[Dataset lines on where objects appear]
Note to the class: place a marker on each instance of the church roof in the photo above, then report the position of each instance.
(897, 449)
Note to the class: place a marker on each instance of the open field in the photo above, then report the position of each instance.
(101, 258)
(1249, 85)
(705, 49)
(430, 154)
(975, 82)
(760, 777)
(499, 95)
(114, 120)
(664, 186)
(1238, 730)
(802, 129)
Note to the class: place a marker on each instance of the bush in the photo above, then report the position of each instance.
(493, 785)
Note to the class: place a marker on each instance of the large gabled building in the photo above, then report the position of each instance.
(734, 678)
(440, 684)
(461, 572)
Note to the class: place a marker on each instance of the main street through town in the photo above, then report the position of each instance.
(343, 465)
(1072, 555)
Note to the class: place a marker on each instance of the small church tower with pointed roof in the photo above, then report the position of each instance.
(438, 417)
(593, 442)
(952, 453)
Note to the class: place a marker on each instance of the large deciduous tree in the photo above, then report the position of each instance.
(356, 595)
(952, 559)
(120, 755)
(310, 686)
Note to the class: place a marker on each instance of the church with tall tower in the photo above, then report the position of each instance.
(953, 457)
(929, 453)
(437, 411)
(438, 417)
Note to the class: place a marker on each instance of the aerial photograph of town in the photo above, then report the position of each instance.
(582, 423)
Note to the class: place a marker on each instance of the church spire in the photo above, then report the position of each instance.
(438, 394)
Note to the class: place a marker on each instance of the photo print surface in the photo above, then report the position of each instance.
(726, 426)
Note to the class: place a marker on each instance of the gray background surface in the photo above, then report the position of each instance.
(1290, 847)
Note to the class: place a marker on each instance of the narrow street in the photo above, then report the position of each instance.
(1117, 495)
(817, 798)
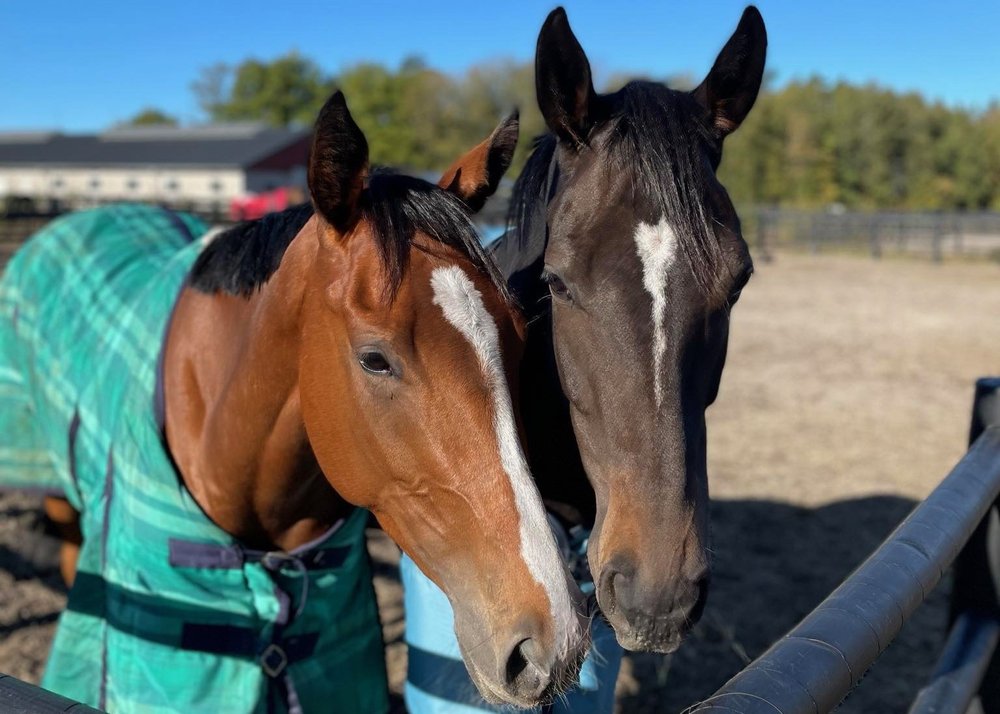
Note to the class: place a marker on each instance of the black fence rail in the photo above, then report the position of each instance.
(931, 235)
(826, 655)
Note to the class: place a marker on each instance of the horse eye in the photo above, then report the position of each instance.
(374, 363)
(557, 287)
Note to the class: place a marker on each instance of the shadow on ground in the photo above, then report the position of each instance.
(773, 564)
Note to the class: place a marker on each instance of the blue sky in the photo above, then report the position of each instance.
(83, 65)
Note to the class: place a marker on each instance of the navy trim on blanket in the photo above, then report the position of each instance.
(235, 641)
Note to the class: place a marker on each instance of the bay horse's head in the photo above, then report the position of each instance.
(644, 260)
(410, 349)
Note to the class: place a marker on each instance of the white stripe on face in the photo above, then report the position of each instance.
(462, 304)
(657, 248)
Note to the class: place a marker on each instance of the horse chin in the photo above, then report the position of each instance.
(646, 641)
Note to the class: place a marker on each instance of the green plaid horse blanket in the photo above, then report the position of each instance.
(168, 612)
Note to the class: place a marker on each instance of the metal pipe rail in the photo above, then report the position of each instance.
(815, 665)
(17, 697)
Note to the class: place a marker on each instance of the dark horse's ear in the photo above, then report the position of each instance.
(731, 87)
(563, 81)
(338, 163)
(475, 176)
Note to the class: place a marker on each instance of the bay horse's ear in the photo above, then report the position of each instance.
(338, 163)
(475, 176)
(731, 87)
(563, 80)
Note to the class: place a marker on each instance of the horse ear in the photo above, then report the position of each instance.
(475, 176)
(338, 163)
(563, 80)
(731, 87)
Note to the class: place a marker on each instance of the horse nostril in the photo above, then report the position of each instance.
(614, 587)
(526, 673)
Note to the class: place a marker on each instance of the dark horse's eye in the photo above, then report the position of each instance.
(374, 363)
(557, 287)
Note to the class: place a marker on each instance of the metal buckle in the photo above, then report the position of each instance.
(273, 660)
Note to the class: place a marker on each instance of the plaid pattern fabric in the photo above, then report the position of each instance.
(168, 612)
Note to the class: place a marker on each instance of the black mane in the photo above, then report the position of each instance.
(658, 137)
(242, 259)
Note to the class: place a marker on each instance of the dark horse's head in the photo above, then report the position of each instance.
(644, 259)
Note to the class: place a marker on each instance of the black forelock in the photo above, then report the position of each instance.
(241, 260)
(398, 206)
(657, 137)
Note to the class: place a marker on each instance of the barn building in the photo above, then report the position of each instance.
(200, 167)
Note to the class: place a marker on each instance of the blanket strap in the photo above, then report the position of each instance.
(281, 651)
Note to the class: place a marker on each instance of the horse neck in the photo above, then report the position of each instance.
(549, 438)
(233, 417)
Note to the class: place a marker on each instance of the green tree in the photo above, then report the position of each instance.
(287, 90)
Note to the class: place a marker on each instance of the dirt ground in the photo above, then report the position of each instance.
(845, 400)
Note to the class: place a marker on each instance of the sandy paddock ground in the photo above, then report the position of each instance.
(846, 399)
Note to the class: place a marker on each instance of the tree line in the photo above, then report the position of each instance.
(807, 144)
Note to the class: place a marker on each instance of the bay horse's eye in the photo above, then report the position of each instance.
(374, 362)
(556, 286)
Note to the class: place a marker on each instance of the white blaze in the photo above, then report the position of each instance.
(462, 304)
(657, 248)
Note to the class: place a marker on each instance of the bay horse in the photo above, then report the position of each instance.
(626, 253)
(361, 352)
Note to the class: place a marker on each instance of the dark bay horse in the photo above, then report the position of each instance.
(362, 354)
(627, 253)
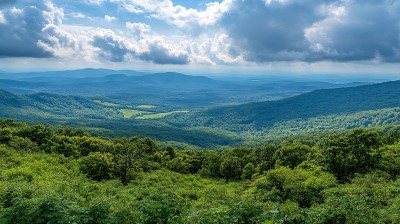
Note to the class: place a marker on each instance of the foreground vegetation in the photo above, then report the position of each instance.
(61, 175)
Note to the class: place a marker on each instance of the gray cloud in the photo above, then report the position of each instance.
(20, 33)
(7, 2)
(32, 31)
(117, 49)
(160, 55)
(113, 47)
(315, 30)
(366, 30)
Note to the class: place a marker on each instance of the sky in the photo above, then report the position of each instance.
(281, 36)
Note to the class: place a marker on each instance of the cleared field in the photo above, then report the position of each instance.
(108, 104)
(145, 106)
(128, 113)
(159, 115)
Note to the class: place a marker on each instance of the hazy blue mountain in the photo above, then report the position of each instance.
(316, 103)
(166, 90)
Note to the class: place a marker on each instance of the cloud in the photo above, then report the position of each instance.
(116, 48)
(181, 17)
(307, 30)
(271, 30)
(21, 31)
(94, 2)
(6, 2)
(112, 47)
(357, 30)
(138, 29)
(160, 54)
(109, 19)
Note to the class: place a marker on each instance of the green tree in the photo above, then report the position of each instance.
(248, 171)
(292, 154)
(230, 168)
(356, 152)
(98, 166)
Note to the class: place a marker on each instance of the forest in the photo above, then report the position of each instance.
(64, 175)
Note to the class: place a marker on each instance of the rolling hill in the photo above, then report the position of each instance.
(318, 103)
(169, 90)
(98, 119)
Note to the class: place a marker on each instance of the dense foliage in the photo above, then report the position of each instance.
(62, 175)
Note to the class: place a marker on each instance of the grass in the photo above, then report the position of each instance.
(128, 113)
(144, 106)
(108, 104)
(159, 115)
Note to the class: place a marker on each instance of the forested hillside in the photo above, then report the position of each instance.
(314, 105)
(50, 175)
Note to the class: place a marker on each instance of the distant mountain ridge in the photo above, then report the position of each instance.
(316, 103)
(46, 105)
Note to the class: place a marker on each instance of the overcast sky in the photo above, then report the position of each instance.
(329, 36)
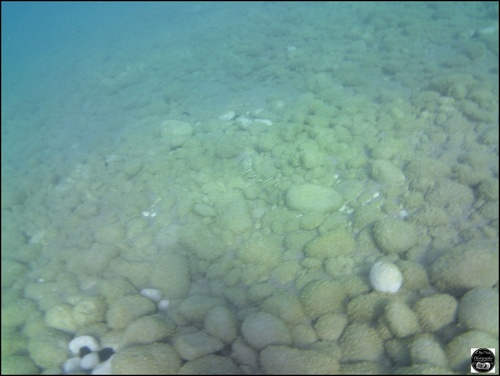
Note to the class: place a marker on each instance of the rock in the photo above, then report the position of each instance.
(320, 297)
(311, 197)
(386, 277)
(461, 269)
(262, 329)
(175, 133)
(402, 321)
(394, 235)
(386, 173)
(287, 361)
(154, 359)
(436, 311)
(221, 323)
(125, 310)
(148, 329)
(478, 309)
(361, 343)
(195, 345)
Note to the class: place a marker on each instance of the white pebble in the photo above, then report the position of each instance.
(228, 116)
(103, 368)
(72, 365)
(153, 294)
(89, 361)
(163, 305)
(386, 277)
(83, 341)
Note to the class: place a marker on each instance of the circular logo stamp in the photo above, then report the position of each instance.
(482, 360)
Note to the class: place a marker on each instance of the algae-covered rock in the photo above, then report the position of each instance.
(262, 329)
(478, 309)
(125, 310)
(153, 359)
(466, 267)
(311, 197)
(425, 349)
(320, 297)
(221, 323)
(48, 347)
(259, 255)
(195, 307)
(361, 343)
(195, 345)
(175, 133)
(210, 365)
(286, 306)
(386, 173)
(148, 329)
(170, 274)
(286, 361)
(330, 326)
(334, 243)
(402, 321)
(394, 235)
(436, 311)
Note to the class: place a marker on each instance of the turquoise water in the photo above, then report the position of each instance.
(258, 157)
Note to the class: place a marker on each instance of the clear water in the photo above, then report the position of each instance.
(97, 186)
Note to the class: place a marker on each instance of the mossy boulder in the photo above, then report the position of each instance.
(394, 235)
(311, 197)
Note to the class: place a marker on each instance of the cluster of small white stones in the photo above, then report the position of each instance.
(88, 357)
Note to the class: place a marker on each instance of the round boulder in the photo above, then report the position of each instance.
(311, 197)
(262, 329)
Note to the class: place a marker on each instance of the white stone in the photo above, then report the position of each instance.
(104, 368)
(228, 116)
(72, 365)
(83, 341)
(386, 277)
(89, 361)
(153, 294)
(265, 121)
(163, 305)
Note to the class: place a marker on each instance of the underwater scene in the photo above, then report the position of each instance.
(249, 188)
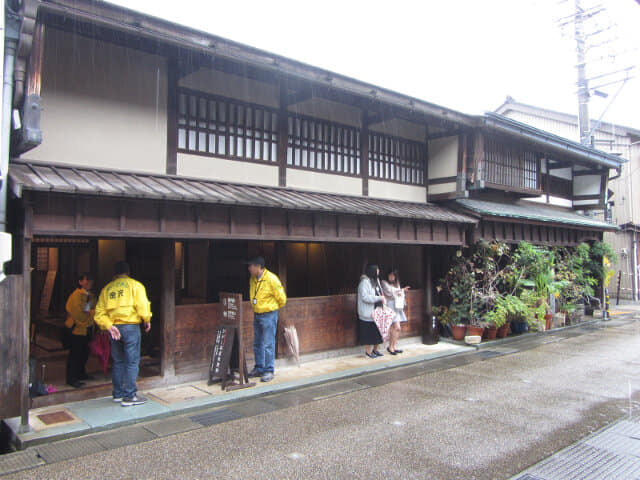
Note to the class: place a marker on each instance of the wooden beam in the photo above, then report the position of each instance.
(478, 155)
(445, 134)
(283, 136)
(428, 281)
(281, 249)
(364, 154)
(172, 116)
(302, 95)
(168, 308)
(25, 401)
(426, 166)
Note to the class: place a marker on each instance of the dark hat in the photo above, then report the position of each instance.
(121, 268)
(255, 261)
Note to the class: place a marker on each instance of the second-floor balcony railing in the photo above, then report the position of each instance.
(508, 166)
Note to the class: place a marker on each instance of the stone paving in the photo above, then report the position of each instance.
(481, 414)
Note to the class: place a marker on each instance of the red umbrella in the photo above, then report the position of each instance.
(100, 346)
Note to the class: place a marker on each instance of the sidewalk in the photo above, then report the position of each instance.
(185, 415)
(74, 419)
(613, 452)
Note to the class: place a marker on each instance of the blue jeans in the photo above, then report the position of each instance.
(264, 340)
(126, 360)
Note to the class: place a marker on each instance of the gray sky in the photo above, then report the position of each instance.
(462, 54)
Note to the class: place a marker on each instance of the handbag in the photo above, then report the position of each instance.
(383, 318)
(400, 300)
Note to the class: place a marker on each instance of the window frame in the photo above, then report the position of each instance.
(291, 144)
(227, 132)
(422, 147)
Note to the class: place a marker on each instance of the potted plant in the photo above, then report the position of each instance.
(448, 321)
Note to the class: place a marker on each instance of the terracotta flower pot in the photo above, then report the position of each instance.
(458, 331)
(491, 332)
(503, 331)
(475, 330)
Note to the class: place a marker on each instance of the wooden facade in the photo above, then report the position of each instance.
(511, 231)
(238, 144)
(322, 323)
(106, 217)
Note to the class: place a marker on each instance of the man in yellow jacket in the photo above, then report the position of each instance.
(79, 309)
(267, 297)
(122, 306)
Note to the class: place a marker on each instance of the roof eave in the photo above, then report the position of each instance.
(147, 26)
(553, 142)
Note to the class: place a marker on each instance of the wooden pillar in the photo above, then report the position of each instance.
(281, 249)
(426, 166)
(428, 280)
(172, 116)
(364, 153)
(168, 308)
(25, 401)
(283, 135)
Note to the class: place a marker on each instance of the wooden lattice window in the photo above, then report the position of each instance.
(221, 127)
(510, 165)
(395, 159)
(328, 147)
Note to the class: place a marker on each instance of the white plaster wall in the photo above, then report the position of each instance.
(323, 182)
(232, 86)
(442, 188)
(396, 191)
(328, 110)
(224, 170)
(443, 157)
(401, 128)
(104, 106)
(586, 184)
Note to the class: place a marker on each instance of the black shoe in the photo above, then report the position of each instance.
(135, 400)
(267, 377)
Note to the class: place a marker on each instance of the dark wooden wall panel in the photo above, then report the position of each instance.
(348, 226)
(322, 323)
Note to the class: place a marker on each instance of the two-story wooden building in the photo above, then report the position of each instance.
(185, 153)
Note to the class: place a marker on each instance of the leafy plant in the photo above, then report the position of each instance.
(509, 309)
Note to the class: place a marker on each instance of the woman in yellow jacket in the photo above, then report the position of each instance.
(80, 305)
(267, 297)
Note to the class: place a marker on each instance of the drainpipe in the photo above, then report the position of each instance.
(11, 36)
(636, 268)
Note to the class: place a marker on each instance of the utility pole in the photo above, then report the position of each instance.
(583, 84)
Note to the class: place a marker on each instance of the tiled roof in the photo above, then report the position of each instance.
(88, 181)
(531, 211)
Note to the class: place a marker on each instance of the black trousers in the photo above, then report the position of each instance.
(77, 359)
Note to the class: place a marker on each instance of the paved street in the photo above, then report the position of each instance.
(486, 415)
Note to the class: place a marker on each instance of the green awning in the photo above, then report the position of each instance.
(531, 211)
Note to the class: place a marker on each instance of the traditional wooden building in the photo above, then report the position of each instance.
(185, 153)
(623, 198)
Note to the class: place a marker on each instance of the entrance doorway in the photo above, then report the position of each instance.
(57, 264)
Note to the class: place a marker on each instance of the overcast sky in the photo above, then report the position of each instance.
(465, 54)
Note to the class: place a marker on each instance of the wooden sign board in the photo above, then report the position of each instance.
(227, 357)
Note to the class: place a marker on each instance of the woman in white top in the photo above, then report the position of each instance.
(395, 296)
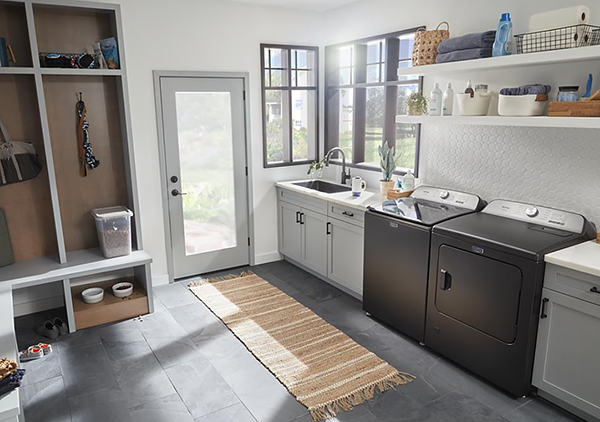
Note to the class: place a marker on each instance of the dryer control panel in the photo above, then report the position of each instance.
(444, 196)
(542, 216)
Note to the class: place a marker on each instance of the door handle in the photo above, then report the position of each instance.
(447, 282)
(175, 192)
(543, 315)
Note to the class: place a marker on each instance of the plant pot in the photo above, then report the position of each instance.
(386, 186)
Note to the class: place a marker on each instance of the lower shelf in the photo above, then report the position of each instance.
(111, 309)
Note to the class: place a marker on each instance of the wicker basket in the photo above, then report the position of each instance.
(426, 43)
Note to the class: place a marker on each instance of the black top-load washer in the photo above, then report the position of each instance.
(396, 257)
(485, 283)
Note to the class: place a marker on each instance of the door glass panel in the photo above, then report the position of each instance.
(205, 133)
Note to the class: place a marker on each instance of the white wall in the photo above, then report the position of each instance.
(557, 168)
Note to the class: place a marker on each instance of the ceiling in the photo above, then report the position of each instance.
(317, 5)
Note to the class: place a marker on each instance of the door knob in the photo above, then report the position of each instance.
(175, 192)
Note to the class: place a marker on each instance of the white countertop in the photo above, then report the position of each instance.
(366, 199)
(584, 258)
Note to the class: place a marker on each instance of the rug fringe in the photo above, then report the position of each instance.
(348, 402)
(223, 278)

STATED EXERCISE
Copy the stretch from the line containing "of the wicker" through the end of the lines, switching "rug fringe" to "carpet edge" and keeping everything else the same.

IN RESPONSE
Note to the class: place a marker on each instance of the wicker basket in the photo above, then report the position of each instance.
(426, 43)
Note to the class: place a marker on each instance of the black top-load washer in the photo above, then report the position of each instance.
(396, 257)
(485, 283)
Note to the class: place a marker on each instance of the door glass panel in the photo above, then report the position of each instance.
(205, 133)
Note to the class: place a marker on each instance of the white wall in the photo above, then report the position of each instance.
(557, 168)
Note to the class: place a marker on each instance of the ceiling in the photo above, then report the position of each instance.
(317, 5)
Note to the class: place a marker on each instance of the door knob in the photo above, then report the position of each instance.
(175, 192)
Note to the class: place a marker on each instance of the white countertop in the photo above, then report the position of each instance.
(366, 199)
(584, 258)
Note to the class: place a marker on each instance of the carpet edge in the photo above, then report the position of each instance.
(348, 402)
(223, 278)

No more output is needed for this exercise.